PROVIDED DATA: Begin

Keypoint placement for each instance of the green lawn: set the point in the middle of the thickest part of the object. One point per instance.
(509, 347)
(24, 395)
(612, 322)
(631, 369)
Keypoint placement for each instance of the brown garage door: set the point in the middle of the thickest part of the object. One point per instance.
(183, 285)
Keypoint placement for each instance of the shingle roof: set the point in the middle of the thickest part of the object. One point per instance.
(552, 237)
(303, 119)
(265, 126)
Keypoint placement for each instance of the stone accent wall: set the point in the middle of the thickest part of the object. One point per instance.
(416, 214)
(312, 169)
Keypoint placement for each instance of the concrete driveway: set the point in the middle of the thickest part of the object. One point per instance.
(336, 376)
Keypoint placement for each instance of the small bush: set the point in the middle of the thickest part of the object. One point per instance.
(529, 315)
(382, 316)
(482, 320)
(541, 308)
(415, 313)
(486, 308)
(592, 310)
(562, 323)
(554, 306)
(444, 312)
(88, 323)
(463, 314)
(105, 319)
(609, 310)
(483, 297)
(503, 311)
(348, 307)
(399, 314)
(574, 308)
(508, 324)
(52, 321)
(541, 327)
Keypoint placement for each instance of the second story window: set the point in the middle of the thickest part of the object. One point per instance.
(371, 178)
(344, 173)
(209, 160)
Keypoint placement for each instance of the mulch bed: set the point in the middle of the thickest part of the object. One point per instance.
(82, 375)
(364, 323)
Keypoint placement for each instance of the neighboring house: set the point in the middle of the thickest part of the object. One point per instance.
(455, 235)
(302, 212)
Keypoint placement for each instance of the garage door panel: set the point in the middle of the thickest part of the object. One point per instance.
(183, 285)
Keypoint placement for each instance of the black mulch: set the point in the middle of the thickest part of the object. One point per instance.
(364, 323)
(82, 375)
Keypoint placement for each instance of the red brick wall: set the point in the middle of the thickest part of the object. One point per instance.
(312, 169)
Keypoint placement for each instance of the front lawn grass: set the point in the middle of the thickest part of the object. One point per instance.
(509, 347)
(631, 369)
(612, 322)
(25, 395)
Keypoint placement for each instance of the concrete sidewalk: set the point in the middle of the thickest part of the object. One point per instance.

PROVIDED DATA: End

Copy out exactly the lines from the one containing "Keypoint placement for each instance of the second" through the last line above, keeping both end lines.

Keypoint placement for each instance of the second story window: set the point in the middle of the thickest part of the object. One point per instance.
(371, 178)
(344, 173)
(209, 160)
Keypoint placement for each instance of the mulch bed: set the point in the middle of the thickest part of the object. One point per instance.
(82, 375)
(364, 323)
Keypoint placement for each instance of the neighboring house: set the point in the middle of the thickest part of the object. One point per instance.
(455, 235)
(302, 212)
Keypoint placement for each instance of the garage door panel: set the point in the middle of the thickest part of the object. One point per instance.
(183, 285)
Keypoint placement for each instance of the black mulch: set the point in the middle of the thickest part of the object. One point per instance.
(364, 323)
(82, 375)
Keypoint placement for each instance of the red brick wall: set the point in the middle of the thickest part of the object. One point per instance.
(312, 169)
Keypoint placement for each instance of the front lawn grass: set the point in the middle of the thickest part of the object. One point per instance.
(509, 347)
(631, 369)
(612, 322)
(25, 395)
Keypoint placement for each instance of the concrete sidewalk: set the point in the middle of the thickest part of the object. One point per instance.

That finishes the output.